Task item =>
Each record should be written out exactly as given.

Data for review =>
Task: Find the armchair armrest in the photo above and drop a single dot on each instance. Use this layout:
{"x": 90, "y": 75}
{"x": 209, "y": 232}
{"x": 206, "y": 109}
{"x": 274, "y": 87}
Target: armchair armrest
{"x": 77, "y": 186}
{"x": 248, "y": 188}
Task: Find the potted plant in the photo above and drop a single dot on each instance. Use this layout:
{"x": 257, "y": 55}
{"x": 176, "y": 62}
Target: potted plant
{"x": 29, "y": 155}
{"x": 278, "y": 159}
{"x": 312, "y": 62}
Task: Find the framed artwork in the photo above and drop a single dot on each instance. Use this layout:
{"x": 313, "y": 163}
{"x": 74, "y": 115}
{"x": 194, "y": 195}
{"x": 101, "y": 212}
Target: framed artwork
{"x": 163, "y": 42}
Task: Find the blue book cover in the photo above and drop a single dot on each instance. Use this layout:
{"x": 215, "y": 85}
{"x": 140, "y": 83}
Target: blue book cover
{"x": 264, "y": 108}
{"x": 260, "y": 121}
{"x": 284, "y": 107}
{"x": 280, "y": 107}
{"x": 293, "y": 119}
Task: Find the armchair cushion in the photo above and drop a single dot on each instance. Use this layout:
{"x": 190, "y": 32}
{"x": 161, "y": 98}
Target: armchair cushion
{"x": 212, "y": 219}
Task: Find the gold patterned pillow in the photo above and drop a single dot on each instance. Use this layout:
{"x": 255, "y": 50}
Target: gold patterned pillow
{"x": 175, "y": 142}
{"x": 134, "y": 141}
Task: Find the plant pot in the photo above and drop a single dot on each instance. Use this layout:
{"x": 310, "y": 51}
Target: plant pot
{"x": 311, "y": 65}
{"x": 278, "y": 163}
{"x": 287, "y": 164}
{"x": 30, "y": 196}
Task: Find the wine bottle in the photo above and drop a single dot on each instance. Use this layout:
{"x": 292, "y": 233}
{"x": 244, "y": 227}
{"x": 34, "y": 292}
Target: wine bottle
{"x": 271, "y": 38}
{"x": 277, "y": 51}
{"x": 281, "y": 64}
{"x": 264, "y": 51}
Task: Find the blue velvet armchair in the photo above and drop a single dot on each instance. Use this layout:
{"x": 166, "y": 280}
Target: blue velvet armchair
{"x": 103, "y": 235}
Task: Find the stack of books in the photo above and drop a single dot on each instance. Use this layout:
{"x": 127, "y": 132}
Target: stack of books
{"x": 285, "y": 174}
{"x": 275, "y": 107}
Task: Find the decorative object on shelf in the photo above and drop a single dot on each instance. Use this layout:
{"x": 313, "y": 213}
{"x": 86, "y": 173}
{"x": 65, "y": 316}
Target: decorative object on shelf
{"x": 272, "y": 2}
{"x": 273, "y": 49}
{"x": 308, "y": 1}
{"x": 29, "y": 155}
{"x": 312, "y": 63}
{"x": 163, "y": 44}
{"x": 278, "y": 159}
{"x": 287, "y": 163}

Answer for this exercise =>
Task: Find the armchair armrest in the photo above and drop a single dot on each instance. Use this layout:
{"x": 90, "y": 75}
{"x": 209, "y": 232}
{"x": 206, "y": 109}
{"x": 274, "y": 87}
Target: armchair armrest
{"x": 77, "y": 186}
{"x": 248, "y": 188}
Task: Find the potted plant in the photo above and drop a single dot on each instance. Use this layout:
{"x": 257, "y": 55}
{"x": 176, "y": 62}
Target: potted plant
{"x": 29, "y": 155}
{"x": 278, "y": 159}
{"x": 312, "y": 62}
Task: Find the framed artwork in the photo above and drop a single dot on each instance. Use this layout:
{"x": 313, "y": 163}
{"x": 74, "y": 115}
{"x": 194, "y": 195}
{"x": 101, "y": 212}
Target: framed artwork
{"x": 163, "y": 42}
Task: Find the blue book cover in the photo above and drop a single dot on each instance. Use this layout:
{"x": 215, "y": 85}
{"x": 140, "y": 83}
Target: blue book cover
{"x": 264, "y": 108}
{"x": 260, "y": 121}
{"x": 284, "y": 107}
{"x": 280, "y": 107}
{"x": 293, "y": 119}
Task: Find the armchair cushion in the photo above and drop a single dot on each instance. Use this layout:
{"x": 190, "y": 32}
{"x": 161, "y": 98}
Target: armchair cushion
{"x": 212, "y": 219}
Task: Find the gold patterned pillow in the photo above and drop a single dot on each instance. Use this layout:
{"x": 255, "y": 50}
Target: gold patterned pillow
{"x": 175, "y": 142}
{"x": 134, "y": 141}
Task: Find the plant pot in the photo above and drop a single dot on each instance. Use this layout:
{"x": 310, "y": 51}
Target: plant pot
{"x": 311, "y": 65}
{"x": 278, "y": 163}
{"x": 287, "y": 164}
{"x": 30, "y": 196}
Task: Find the wine bottle in the photo above and drop a single dot on each instance. Use this layout:
{"x": 292, "y": 233}
{"x": 244, "y": 227}
{"x": 34, "y": 292}
Target: wine bottle
{"x": 271, "y": 38}
{"x": 277, "y": 51}
{"x": 281, "y": 64}
{"x": 264, "y": 51}
Task: Find the blue velvet armchair in the photo above and drop a single dot on each instance. Use this layout:
{"x": 166, "y": 280}
Target: blue velvet armchair
{"x": 103, "y": 235}
Task: Find the stack of books in the photo above and drop a single dot on each instance. Use this layout:
{"x": 127, "y": 132}
Target: stack of books
{"x": 285, "y": 174}
{"x": 275, "y": 107}
Task: Find the decorative object on shelf in the photo above and drop a single dot on each instance. Use this layout:
{"x": 313, "y": 213}
{"x": 86, "y": 173}
{"x": 65, "y": 316}
Target: decorative object on shelf
{"x": 272, "y": 2}
{"x": 273, "y": 49}
{"x": 308, "y": 1}
{"x": 29, "y": 155}
{"x": 312, "y": 63}
{"x": 163, "y": 44}
{"x": 278, "y": 159}
{"x": 287, "y": 163}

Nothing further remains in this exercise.